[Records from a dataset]

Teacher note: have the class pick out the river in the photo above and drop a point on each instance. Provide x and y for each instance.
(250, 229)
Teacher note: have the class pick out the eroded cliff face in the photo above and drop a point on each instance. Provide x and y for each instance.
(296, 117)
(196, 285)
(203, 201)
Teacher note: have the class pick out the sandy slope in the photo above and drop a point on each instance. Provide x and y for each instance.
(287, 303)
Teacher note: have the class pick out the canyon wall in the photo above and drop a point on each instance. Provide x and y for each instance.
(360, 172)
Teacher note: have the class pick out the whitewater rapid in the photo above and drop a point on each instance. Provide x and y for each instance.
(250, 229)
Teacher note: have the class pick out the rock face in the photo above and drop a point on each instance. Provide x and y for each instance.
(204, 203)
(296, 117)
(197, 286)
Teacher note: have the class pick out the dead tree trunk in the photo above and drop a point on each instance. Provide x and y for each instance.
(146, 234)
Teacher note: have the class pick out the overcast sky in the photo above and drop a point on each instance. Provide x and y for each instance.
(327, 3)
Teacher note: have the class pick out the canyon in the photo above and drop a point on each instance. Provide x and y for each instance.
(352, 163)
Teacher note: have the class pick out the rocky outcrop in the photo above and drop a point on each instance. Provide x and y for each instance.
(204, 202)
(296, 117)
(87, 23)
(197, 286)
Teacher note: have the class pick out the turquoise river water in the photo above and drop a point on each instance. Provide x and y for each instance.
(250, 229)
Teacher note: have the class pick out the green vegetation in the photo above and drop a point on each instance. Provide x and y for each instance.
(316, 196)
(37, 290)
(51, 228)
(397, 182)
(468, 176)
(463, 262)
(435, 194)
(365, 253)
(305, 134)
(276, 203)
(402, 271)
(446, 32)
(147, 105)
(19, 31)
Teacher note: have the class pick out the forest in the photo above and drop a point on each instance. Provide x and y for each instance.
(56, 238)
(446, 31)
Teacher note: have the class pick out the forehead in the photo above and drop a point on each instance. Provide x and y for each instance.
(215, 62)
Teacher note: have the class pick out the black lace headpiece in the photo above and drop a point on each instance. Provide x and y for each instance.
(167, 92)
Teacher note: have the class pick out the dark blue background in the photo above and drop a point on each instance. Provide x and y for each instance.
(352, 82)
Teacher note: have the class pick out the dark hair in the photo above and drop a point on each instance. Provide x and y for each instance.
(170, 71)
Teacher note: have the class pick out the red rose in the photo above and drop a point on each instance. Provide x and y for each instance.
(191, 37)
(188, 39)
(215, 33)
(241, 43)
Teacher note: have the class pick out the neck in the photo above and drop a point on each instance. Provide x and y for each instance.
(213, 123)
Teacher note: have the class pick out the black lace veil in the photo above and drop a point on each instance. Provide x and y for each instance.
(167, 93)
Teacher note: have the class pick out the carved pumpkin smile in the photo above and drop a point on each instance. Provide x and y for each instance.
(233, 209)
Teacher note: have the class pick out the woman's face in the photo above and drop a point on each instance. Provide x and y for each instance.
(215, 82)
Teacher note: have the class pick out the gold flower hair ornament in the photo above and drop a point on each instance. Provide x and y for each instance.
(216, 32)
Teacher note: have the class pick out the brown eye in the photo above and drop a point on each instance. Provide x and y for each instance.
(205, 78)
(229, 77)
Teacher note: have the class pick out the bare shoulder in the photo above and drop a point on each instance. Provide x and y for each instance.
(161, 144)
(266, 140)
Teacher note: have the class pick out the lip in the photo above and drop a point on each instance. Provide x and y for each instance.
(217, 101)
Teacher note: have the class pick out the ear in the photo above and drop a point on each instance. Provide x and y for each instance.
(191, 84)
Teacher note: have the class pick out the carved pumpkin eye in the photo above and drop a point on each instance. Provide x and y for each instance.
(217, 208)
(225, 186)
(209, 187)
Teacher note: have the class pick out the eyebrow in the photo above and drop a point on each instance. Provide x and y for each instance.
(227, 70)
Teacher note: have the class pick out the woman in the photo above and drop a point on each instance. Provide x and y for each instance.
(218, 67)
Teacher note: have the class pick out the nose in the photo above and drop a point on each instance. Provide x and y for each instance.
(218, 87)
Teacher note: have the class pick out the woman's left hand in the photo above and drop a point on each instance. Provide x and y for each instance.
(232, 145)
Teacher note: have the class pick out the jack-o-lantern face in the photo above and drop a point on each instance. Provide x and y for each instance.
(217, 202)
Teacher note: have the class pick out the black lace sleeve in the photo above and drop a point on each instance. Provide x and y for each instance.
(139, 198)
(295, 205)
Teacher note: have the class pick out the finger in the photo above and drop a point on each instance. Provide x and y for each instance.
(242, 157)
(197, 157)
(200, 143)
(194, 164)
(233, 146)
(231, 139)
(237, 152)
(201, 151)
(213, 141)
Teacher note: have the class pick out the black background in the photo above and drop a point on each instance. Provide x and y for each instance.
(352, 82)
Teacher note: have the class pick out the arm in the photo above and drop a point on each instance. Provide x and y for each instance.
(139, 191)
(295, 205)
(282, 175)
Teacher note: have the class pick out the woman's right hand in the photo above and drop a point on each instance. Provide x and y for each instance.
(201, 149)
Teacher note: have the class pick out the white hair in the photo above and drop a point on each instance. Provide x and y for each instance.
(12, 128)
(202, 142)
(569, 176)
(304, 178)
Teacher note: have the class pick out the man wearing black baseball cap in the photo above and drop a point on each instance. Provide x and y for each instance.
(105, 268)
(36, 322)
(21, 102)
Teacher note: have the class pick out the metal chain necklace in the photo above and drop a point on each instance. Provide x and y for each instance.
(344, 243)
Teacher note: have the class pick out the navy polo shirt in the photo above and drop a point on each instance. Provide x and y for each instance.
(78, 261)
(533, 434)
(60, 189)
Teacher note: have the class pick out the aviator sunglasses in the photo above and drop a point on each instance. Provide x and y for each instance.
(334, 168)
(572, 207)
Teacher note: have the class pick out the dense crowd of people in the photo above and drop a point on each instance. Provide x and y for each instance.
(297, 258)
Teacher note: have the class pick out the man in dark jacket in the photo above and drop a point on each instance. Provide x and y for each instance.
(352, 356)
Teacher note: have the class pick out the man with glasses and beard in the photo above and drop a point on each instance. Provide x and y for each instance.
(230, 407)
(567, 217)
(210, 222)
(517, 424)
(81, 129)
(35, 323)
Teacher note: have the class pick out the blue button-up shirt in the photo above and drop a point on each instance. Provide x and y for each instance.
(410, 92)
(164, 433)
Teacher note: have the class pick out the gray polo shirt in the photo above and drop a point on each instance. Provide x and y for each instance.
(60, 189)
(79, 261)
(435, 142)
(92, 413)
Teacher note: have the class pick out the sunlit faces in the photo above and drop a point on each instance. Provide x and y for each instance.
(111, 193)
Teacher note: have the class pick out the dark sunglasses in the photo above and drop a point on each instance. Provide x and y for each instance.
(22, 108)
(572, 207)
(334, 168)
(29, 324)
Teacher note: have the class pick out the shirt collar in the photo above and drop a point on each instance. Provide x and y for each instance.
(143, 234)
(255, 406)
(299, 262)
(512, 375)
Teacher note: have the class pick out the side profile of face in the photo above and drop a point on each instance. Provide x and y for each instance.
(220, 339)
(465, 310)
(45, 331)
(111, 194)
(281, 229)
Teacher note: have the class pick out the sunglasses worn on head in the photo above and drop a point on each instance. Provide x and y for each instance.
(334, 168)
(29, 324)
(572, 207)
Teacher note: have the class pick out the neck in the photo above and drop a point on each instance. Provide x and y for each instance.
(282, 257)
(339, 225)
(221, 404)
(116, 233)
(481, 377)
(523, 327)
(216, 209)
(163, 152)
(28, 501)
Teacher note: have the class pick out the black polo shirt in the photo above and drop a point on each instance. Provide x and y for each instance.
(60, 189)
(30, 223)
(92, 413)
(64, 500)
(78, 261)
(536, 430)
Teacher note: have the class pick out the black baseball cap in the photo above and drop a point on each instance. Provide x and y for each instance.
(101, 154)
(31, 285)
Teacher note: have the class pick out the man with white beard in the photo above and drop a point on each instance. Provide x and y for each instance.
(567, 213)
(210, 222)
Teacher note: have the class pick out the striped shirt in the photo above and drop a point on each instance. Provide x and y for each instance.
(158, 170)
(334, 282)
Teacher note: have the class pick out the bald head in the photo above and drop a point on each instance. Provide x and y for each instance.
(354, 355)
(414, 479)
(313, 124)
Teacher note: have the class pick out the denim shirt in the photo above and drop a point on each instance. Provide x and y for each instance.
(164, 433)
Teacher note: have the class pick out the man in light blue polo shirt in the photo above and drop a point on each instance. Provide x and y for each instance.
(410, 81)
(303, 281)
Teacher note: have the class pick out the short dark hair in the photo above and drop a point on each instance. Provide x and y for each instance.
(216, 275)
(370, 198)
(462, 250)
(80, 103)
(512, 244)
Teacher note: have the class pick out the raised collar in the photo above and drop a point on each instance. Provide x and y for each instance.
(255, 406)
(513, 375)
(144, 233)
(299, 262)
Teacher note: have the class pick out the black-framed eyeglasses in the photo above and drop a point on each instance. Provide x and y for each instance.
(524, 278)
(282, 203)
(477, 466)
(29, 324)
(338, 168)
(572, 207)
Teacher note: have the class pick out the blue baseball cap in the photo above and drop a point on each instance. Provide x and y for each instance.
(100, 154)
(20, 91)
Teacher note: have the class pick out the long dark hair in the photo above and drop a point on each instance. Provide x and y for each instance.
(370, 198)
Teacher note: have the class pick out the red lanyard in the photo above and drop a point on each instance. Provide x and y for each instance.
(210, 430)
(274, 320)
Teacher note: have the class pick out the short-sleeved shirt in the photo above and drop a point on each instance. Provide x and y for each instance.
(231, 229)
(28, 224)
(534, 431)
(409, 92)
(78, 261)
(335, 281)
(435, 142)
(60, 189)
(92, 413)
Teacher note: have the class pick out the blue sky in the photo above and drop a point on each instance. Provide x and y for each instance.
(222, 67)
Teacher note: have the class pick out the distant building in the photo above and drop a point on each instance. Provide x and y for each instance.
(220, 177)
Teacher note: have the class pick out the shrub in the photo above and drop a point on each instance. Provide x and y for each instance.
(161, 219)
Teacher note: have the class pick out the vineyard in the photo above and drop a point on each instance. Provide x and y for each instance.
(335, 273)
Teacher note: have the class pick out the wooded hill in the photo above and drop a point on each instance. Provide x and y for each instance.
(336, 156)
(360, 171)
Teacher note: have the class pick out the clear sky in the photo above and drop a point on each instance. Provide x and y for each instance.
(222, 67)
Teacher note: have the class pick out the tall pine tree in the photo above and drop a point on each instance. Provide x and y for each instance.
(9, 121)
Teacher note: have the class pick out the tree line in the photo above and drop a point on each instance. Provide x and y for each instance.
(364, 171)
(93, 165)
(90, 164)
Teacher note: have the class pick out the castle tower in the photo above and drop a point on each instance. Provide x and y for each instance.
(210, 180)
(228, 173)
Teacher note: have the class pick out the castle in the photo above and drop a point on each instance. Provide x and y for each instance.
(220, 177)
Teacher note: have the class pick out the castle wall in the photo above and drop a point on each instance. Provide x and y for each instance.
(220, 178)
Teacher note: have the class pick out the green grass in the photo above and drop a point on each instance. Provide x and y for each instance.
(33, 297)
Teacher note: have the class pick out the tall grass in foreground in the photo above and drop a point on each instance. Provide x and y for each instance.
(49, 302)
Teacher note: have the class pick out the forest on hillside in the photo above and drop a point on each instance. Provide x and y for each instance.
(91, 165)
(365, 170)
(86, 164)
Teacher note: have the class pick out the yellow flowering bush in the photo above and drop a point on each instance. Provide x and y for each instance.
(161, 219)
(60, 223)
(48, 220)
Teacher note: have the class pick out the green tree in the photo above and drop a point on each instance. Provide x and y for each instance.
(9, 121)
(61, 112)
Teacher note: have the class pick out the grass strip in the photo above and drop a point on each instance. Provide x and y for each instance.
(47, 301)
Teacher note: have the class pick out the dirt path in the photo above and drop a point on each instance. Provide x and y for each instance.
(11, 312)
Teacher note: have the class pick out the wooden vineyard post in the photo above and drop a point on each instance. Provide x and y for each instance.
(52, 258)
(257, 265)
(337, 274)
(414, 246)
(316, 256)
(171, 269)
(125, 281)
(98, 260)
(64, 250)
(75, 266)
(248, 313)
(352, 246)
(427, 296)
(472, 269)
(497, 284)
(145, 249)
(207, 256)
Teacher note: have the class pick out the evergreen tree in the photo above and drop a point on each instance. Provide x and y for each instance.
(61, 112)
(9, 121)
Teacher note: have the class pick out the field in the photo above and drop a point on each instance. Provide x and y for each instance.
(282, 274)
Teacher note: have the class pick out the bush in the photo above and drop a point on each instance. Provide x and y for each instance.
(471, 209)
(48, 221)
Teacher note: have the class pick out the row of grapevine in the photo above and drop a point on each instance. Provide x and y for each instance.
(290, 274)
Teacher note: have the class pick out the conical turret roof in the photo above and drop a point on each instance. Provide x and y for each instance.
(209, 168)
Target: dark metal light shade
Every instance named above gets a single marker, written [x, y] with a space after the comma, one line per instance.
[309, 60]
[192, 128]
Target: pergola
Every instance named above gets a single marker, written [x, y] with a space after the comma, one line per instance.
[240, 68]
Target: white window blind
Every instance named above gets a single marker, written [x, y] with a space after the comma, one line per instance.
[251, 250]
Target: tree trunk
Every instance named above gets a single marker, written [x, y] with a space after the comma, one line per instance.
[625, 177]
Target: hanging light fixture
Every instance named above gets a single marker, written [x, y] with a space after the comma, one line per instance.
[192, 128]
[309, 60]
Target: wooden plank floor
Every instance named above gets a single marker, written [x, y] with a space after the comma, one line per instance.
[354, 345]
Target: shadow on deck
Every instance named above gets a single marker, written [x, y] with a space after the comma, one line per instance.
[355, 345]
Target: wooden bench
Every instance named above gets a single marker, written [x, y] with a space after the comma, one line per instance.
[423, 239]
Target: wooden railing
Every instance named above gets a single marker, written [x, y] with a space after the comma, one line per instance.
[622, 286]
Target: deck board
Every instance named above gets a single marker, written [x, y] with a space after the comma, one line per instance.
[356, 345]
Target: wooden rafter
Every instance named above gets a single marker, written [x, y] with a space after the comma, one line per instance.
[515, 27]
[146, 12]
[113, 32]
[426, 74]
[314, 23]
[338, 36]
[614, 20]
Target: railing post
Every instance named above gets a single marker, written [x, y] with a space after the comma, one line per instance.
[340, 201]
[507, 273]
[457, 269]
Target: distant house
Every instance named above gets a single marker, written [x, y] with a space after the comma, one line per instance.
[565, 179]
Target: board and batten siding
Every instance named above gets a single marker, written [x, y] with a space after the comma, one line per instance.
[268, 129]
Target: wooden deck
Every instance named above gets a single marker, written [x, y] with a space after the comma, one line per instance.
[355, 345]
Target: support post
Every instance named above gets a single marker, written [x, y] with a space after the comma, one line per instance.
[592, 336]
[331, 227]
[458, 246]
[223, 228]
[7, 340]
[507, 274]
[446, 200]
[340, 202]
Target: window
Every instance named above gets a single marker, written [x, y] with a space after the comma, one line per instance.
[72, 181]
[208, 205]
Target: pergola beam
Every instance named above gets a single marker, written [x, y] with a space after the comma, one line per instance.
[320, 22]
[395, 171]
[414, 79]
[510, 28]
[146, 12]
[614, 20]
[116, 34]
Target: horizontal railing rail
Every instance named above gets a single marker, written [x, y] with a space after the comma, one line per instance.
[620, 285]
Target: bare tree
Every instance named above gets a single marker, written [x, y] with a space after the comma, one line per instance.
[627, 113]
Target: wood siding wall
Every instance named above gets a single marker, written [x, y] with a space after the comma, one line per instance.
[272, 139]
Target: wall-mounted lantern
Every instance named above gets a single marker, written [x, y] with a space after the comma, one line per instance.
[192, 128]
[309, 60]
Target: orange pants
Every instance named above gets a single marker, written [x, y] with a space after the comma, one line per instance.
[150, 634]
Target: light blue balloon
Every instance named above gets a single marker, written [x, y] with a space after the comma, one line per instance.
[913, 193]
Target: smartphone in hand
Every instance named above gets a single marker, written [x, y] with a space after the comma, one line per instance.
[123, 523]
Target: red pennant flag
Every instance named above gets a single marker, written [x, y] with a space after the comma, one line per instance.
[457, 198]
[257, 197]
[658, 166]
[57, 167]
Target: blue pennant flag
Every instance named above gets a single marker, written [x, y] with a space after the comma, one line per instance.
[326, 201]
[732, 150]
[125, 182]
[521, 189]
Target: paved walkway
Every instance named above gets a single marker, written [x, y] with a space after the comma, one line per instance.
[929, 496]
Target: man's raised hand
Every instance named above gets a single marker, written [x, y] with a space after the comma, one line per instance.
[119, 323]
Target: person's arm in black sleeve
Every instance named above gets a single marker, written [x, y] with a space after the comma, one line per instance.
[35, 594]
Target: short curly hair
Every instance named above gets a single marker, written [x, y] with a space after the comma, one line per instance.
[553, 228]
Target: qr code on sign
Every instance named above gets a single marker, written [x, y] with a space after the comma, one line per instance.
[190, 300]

### EXERCISE DESCRIPTION
Everything from the line containing "Target: paved walkway" through the final line of the listing, inclusive, must be reproduced exactly; leave out the rest.

### EXPECTED ANSWER
Target: paved walkway
Every instance named above gets a single marker, written [x, y] with a space after the comma, one line per instance.
[929, 496]
Target: man's raised hand
Every instance named above gets a single marker, written [x, y] with a space after the comma, one line per instance.
[119, 323]
Target: person's arm in black sleeve
Every instance named above gets a single marker, written [x, y] with a space after the comma, one line per instance.
[35, 594]
Target: short curly hair
Every instance named above gets a single marker, written [x, y] with a space after the comma, one line per instance.
[553, 228]
Target: qr code on sign
Every instance named above gets a single marker, written [x, y] with a space after the comma, one line per instance.
[190, 300]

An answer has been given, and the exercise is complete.